WORK INSTRUCTIONS
Select from the data all lines with the word "below".

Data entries
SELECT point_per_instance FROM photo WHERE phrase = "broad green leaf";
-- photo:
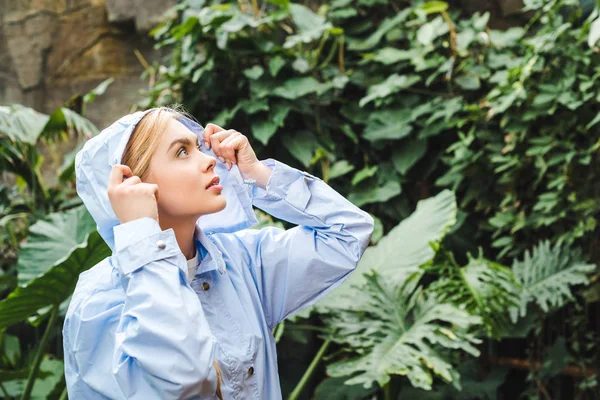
(383, 28)
(21, 123)
(402, 250)
(397, 334)
(432, 30)
(482, 288)
(58, 281)
(275, 65)
(594, 33)
(340, 168)
(301, 145)
(378, 194)
(393, 84)
(391, 55)
(51, 374)
(98, 90)
(297, 87)
(407, 154)
(254, 73)
(335, 389)
(363, 174)
(432, 7)
(50, 239)
(547, 275)
(393, 131)
(310, 25)
(264, 129)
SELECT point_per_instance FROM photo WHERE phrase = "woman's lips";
(214, 185)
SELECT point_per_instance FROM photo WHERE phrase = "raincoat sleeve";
(156, 342)
(294, 268)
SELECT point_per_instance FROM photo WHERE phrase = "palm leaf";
(547, 275)
(398, 334)
(482, 288)
(21, 124)
(400, 253)
(57, 282)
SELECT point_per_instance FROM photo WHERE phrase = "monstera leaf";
(401, 252)
(70, 234)
(400, 334)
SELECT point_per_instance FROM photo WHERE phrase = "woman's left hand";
(231, 147)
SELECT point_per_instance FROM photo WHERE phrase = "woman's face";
(184, 175)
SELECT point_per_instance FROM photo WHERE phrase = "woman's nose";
(208, 163)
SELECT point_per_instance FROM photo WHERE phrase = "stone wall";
(53, 49)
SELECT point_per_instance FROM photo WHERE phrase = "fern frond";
(394, 333)
(548, 273)
(481, 287)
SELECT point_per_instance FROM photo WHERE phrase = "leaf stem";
(64, 394)
(35, 367)
(4, 391)
(311, 369)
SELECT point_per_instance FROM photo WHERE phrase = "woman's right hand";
(131, 199)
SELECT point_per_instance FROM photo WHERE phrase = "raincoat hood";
(95, 160)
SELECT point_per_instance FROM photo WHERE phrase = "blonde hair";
(146, 136)
(140, 148)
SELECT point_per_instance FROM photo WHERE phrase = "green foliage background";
(475, 149)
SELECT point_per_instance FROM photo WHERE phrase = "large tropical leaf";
(548, 273)
(56, 283)
(482, 288)
(402, 250)
(50, 239)
(21, 124)
(397, 334)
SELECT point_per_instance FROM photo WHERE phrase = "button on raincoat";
(135, 327)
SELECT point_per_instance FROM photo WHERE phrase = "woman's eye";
(181, 150)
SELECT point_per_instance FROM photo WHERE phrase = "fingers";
(117, 173)
(218, 138)
(210, 130)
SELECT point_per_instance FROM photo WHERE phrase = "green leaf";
(482, 288)
(310, 25)
(393, 84)
(547, 275)
(401, 252)
(57, 283)
(51, 374)
(264, 129)
(379, 194)
(21, 123)
(363, 174)
(391, 55)
(301, 145)
(297, 87)
(383, 28)
(406, 155)
(275, 65)
(432, 30)
(335, 389)
(594, 33)
(397, 334)
(340, 168)
(50, 239)
(432, 7)
(98, 90)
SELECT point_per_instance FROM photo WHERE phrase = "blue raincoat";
(135, 327)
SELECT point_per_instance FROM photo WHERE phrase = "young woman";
(185, 306)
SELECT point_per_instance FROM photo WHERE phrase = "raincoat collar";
(95, 160)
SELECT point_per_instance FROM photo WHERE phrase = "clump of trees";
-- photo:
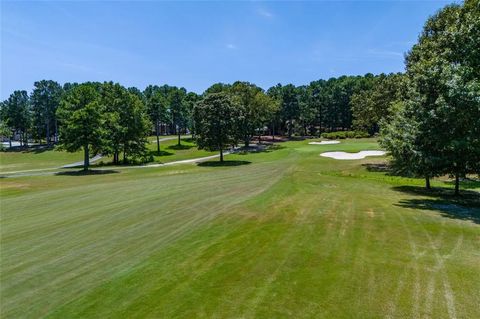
(436, 128)
(428, 117)
(218, 118)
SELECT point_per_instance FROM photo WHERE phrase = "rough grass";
(48, 158)
(291, 234)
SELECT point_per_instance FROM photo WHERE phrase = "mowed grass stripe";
(290, 235)
(82, 238)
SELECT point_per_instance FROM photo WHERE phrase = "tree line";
(428, 117)
(121, 118)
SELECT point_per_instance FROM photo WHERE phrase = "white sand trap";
(351, 156)
(324, 143)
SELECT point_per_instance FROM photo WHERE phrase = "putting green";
(283, 233)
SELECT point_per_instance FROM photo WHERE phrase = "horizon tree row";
(343, 103)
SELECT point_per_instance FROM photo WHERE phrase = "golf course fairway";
(282, 233)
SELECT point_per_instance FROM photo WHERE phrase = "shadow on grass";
(467, 183)
(36, 149)
(466, 206)
(223, 164)
(180, 147)
(161, 153)
(188, 140)
(86, 173)
(258, 149)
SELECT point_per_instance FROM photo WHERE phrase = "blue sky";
(195, 44)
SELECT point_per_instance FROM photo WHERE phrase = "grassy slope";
(45, 159)
(39, 159)
(292, 234)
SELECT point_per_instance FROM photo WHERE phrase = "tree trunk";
(86, 158)
(48, 132)
(273, 131)
(157, 131)
(56, 131)
(457, 183)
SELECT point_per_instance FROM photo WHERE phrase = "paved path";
(77, 164)
(51, 171)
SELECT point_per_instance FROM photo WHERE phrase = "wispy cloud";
(265, 13)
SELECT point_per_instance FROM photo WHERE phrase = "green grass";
(40, 159)
(32, 159)
(290, 234)
(171, 152)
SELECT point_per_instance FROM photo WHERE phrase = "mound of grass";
(291, 234)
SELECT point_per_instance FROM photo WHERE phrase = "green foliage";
(126, 124)
(82, 120)
(344, 134)
(45, 98)
(218, 118)
(257, 108)
(443, 106)
(374, 104)
(16, 115)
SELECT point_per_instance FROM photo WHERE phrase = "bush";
(344, 134)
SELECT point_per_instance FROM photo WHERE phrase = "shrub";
(344, 134)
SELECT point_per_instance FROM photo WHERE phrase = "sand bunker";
(351, 156)
(324, 143)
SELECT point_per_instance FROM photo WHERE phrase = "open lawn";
(48, 158)
(278, 234)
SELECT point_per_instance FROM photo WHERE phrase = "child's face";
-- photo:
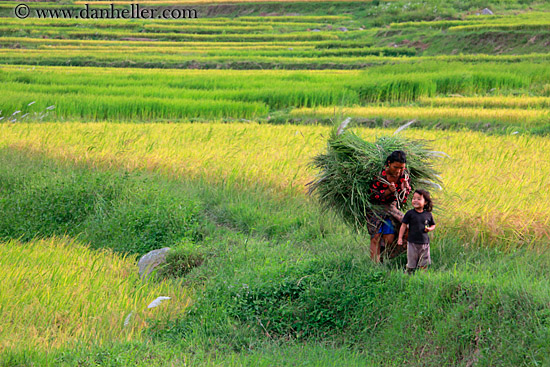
(418, 201)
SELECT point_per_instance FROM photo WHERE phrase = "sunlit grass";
(57, 292)
(493, 185)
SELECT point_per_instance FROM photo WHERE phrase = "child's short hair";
(428, 206)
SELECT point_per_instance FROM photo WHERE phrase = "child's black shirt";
(417, 222)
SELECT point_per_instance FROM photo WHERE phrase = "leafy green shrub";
(181, 260)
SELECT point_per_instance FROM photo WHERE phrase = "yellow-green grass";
(57, 292)
(488, 102)
(493, 185)
(509, 115)
(135, 43)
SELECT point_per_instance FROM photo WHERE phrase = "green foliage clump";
(181, 260)
(349, 165)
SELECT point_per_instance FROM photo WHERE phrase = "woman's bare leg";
(375, 247)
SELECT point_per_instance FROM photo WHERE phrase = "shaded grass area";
(283, 284)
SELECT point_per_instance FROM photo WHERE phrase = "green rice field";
(122, 136)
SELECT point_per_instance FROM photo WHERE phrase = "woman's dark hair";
(397, 156)
(428, 205)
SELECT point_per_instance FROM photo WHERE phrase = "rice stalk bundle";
(349, 165)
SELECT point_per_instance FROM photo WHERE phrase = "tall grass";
(503, 170)
(57, 292)
(509, 115)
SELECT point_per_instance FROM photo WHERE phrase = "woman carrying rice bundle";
(367, 183)
(389, 189)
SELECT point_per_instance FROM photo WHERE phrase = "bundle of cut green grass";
(350, 164)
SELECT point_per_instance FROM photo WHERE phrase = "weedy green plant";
(181, 259)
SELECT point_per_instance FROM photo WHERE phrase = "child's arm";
(430, 228)
(401, 233)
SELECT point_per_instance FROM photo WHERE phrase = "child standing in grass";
(419, 221)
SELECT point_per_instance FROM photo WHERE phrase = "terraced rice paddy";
(240, 99)
(278, 156)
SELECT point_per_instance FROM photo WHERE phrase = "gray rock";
(151, 260)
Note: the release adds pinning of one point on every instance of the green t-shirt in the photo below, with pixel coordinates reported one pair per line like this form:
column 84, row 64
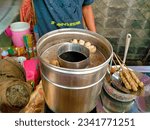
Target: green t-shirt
column 56, row 14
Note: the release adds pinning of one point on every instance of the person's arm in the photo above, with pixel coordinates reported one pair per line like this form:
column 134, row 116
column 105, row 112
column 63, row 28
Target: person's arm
column 89, row 17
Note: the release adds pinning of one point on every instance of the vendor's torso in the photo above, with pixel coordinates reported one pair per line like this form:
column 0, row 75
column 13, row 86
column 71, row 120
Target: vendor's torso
column 55, row 14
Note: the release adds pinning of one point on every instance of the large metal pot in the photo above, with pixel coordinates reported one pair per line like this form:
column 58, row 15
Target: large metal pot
column 72, row 90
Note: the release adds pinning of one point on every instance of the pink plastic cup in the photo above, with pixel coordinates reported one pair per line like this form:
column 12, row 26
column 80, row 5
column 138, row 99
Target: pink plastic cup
column 18, row 30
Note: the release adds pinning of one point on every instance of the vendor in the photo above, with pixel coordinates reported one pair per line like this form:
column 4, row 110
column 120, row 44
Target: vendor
column 56, row 14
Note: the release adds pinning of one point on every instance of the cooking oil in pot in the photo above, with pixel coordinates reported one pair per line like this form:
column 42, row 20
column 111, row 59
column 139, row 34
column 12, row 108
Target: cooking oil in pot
column 73, row 56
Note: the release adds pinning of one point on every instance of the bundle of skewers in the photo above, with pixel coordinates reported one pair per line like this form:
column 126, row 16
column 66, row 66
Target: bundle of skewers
column 128, row 77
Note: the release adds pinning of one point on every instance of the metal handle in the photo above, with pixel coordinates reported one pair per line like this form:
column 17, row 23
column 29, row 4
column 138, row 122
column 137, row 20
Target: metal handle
column 127, row 44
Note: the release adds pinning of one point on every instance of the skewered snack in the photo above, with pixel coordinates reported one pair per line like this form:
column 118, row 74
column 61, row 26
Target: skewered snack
column 129, row 77
column 87, row 44
column 127, row 85
column 141, row 84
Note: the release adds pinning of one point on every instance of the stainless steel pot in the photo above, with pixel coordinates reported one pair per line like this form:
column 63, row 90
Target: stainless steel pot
column 72, row 90
column 73, row 61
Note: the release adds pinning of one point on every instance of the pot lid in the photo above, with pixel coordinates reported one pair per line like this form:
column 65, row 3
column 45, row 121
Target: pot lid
column 9, row 9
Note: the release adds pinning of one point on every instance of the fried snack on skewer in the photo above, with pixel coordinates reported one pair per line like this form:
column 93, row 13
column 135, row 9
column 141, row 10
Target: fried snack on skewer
column 141, row 84
column 127, row 85
column 129, row 78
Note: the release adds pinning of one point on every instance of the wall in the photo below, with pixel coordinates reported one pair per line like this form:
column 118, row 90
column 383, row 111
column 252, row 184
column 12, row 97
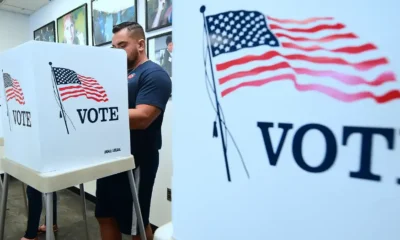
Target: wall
column 161, row 208
column 14, row 29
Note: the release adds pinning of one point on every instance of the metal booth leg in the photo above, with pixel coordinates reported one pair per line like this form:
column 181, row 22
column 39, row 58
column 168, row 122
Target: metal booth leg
column 3, row 207
column 136, row 205
column 84, row 209
column 49, row 216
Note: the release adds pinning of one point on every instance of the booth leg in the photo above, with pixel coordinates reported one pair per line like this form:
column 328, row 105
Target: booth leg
column 84, row 210
column 49, row 216
column 3, row 207
column 136, row 205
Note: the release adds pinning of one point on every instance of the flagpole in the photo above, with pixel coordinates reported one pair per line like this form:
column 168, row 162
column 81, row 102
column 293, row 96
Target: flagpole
column 202, row 10
column 5, row 97
column 58, row 96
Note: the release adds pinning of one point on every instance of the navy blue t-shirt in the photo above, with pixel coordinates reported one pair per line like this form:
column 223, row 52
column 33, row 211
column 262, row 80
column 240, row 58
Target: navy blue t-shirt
column 148, row 84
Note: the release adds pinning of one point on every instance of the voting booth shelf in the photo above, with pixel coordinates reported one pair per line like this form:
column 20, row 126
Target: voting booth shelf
column 65, row 118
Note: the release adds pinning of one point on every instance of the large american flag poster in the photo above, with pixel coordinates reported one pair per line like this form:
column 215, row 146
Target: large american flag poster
column 74, row 85
column 13, row 89
column 314, row 49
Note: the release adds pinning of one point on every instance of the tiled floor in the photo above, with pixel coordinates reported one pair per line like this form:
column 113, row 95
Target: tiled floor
column 70, row 221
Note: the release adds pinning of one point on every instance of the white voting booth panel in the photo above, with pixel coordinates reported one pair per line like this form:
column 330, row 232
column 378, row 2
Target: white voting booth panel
column 289, row 125
column 64, row 109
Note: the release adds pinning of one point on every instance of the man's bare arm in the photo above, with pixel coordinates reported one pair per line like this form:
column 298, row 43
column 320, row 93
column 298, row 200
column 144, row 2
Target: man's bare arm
column 142, row 116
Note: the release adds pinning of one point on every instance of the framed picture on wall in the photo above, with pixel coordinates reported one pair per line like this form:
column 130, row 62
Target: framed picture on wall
column 72, row 27
column 158, row 14
column 47, row 33
column 159, row 50
column 106, row 14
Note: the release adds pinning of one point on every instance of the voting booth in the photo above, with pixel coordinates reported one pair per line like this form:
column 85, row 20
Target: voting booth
column 286, row 120
column 64, row 114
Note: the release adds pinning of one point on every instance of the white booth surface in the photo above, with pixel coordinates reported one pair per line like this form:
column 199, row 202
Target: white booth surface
column 64, row 110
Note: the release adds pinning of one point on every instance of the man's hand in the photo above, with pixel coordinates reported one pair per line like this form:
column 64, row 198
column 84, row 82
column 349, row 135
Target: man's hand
column 142, row 116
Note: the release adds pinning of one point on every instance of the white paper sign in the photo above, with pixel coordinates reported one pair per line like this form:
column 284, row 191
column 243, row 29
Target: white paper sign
column 286, row 120
column 65, row 105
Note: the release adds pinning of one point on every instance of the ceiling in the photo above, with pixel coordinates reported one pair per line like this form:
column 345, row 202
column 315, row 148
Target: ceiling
column 22, row 6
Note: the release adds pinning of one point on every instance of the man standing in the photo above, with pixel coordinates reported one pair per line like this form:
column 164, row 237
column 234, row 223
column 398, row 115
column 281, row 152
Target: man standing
column 149, row 89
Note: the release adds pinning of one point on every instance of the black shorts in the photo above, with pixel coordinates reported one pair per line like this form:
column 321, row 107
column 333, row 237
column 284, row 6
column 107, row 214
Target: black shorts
column 114, row 197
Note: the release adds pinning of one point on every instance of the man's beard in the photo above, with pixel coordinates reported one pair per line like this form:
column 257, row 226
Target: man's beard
column 133, row 60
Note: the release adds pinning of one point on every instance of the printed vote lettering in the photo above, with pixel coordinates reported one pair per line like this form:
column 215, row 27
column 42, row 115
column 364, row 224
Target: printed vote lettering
column 98, row 114
column 22, row 118
column 367, row 135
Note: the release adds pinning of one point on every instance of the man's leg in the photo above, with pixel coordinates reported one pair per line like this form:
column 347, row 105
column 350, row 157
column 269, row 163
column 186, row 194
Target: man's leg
column 149, row 234
column 34, row 209
column 147, row 176
column 109, row 229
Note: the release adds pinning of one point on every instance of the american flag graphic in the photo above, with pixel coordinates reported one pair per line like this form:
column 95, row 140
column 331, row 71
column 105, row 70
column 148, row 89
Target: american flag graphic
column 13, row 89
column 318, row 54
column 73, row 85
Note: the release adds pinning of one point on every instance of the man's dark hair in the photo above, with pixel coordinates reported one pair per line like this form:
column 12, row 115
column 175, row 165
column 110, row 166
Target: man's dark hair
column 168, row 40
column 133, row 27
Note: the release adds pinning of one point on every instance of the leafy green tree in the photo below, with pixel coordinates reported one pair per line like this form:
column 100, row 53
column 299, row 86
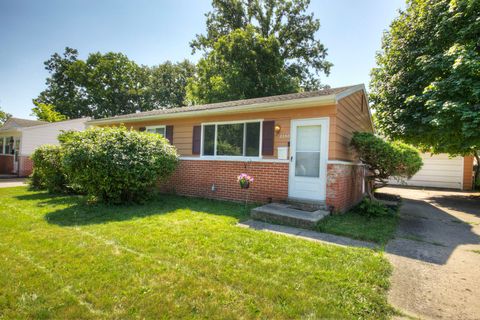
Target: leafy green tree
column 110, row 84
column 384, row 159
column 113, row 83
column 4, row 116
column 168, row 82
column 46, row 112
column 242, row 64
column 304, row 56
column 63, row 88
column 426, row 88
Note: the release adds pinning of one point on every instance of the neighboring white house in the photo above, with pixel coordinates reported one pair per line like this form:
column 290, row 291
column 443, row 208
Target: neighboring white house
column 20, row 137
column 441, row 171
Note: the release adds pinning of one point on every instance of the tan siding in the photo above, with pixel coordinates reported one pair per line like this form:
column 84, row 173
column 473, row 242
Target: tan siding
column 183, row 128
column 350, row 118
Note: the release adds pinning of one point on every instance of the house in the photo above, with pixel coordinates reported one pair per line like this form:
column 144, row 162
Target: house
column 294, row 145
column 442, row 171
column 20, row 137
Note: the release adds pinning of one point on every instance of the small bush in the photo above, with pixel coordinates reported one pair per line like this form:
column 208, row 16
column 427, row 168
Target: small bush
column 371, row 208
column 116, row 165
column 47, row 169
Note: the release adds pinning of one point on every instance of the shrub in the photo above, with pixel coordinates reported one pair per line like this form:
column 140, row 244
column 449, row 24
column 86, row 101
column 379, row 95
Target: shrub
column 371, row 208
column 117, row 165
column 47, row 169
column 385, row 159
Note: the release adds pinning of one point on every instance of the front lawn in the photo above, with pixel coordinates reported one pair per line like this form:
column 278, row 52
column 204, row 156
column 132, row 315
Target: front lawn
column 354, row 225
column 173, row 257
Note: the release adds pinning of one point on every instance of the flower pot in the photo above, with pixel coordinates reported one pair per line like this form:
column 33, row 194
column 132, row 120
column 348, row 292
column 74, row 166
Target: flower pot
column 245, row 184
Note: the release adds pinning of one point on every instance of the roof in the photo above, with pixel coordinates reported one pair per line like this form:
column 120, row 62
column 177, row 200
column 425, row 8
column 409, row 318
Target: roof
column 18, row 123
column 329, row 95
column 56, row 123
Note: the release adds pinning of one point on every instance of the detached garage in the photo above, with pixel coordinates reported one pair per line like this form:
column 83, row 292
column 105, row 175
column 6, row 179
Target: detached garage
column 441, row 171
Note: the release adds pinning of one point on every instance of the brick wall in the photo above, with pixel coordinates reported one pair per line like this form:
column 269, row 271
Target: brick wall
column 344, row 186
column 25, row 166
column 6, row 164
column 196, row 177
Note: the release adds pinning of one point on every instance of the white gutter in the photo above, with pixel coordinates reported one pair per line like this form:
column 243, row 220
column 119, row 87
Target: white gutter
column 257, row 107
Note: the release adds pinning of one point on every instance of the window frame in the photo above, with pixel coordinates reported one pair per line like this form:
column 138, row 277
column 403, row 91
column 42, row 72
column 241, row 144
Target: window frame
column 157, row 127
column 243, row 157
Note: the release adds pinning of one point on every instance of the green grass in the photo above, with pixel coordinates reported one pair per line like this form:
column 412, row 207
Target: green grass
column 173, row 257
column 356, row 226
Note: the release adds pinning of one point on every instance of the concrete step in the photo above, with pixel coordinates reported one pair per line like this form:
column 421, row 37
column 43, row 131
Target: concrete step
column 307, row 205
column 284, row 214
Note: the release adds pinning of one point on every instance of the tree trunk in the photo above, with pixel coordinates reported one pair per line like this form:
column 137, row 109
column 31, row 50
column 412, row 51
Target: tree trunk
column 476, row 154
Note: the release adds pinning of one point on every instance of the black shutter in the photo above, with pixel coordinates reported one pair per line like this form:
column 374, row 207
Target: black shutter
column 197, row 136
column 268, row 134
column 169, row 133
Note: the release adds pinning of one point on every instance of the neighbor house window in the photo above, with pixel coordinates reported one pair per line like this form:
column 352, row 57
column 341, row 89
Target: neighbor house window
column 157, row 129
column 241, row 139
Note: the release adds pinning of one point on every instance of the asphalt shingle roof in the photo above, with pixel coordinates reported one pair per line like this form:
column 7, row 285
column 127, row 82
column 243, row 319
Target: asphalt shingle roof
column 228, row 104
column 13, row 123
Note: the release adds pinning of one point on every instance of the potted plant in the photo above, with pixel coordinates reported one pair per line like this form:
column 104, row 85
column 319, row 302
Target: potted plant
column 244, row 180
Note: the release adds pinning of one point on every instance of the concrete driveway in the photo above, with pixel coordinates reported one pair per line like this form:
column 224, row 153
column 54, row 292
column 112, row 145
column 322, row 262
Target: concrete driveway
column 436, row 254
column 15, row 182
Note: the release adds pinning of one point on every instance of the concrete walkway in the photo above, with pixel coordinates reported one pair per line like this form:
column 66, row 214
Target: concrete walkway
column 307, row 234
column 16, row 182
column 436, row 254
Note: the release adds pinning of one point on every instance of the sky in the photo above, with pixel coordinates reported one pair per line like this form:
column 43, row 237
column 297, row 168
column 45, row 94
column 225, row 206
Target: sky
column 151, row 32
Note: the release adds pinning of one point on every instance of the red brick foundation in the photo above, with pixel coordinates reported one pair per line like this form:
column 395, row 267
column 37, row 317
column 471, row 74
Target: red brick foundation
column 25, row 166
column 196, row 178
column 6, row 164
column 344, row 186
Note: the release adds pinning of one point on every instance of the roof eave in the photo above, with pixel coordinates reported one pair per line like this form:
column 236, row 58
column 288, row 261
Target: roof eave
column 257, row 107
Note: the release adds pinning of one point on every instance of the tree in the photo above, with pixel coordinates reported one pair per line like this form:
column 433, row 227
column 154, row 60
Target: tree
column 385, row 159
column 46, row 112
column 242, row 64
column 285, row 20
column 426, row 88
column 168, row 82
column 110, row 84
column 4, row 116
column 63, row 88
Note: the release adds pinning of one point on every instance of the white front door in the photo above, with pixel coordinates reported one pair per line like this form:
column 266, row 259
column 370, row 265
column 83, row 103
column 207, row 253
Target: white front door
column 16, row 152
column 308, row 159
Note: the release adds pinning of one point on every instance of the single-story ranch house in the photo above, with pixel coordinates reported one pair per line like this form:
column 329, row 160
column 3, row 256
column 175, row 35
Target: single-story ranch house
column 20, row 137
column 294, row 145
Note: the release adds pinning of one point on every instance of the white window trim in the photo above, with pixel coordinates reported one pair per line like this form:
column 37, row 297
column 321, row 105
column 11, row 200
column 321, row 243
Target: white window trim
column 242, row 158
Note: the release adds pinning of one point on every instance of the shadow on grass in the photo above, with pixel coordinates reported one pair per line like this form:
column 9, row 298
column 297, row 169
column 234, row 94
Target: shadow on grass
column 76, row 211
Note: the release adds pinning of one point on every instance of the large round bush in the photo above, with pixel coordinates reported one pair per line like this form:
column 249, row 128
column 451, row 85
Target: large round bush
column 47, row 169
column 117, row 165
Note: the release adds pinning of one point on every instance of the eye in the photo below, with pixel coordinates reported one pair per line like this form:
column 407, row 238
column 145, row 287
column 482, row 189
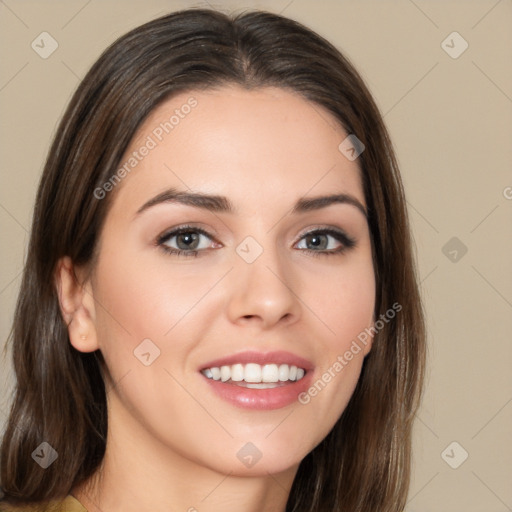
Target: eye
column 185, row 241
column 326, row 241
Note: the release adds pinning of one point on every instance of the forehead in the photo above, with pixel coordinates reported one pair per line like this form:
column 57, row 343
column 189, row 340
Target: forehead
column 265, row 142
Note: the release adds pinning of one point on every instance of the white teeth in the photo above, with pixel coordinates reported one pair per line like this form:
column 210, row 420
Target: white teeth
column 225, row 373
column 255, row 374
column 252, row 372
column 270, row 373
column 237, row 372
column 284, row 372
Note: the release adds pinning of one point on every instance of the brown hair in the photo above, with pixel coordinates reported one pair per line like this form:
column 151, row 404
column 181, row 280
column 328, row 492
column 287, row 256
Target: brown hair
column 364, row 462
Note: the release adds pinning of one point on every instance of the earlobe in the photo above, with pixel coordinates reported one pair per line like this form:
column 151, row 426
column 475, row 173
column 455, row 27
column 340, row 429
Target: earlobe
column 77, row 307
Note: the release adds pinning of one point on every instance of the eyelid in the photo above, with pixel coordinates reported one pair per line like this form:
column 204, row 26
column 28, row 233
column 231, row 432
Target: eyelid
column 183, row 228
column 330, row 230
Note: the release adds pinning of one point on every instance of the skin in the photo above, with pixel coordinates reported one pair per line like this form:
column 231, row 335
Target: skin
column 171, row 440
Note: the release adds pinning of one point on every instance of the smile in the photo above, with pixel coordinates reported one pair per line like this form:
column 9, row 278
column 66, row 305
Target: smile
column 256, row 376
column 258, row 381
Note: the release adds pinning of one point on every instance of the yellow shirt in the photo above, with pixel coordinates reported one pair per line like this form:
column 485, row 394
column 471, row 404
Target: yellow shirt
column 69, row 504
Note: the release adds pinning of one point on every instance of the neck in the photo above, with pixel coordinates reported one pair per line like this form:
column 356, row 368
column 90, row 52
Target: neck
column 140, row 473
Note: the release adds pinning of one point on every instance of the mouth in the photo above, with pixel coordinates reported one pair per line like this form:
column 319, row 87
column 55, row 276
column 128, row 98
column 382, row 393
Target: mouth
column 254, row 380
column 255, row 376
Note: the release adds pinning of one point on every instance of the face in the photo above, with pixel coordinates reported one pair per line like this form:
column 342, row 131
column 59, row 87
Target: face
column 227, row 293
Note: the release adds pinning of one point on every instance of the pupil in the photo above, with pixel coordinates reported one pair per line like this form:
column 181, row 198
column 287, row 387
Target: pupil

RESULT OF THE EXERCISE
Note: the release adds pinning of one point on every instance of the green t-shirt in the photo below, with pixel coordinates reported one pair per line like this form:
Note: the release adds pinning of one point on every instance of the wall in the photo below, with pixel coordinates reported one pair per line like this form:
Note: the release adds pinning of one point on every instance of the leafy green tree in the photo below, with pixel coordinates reported one pair per line like this form:
Note: the release adds pinning of one point on every instance of the eye in the photo below, with pixel coordinates reported one pair per line like this form:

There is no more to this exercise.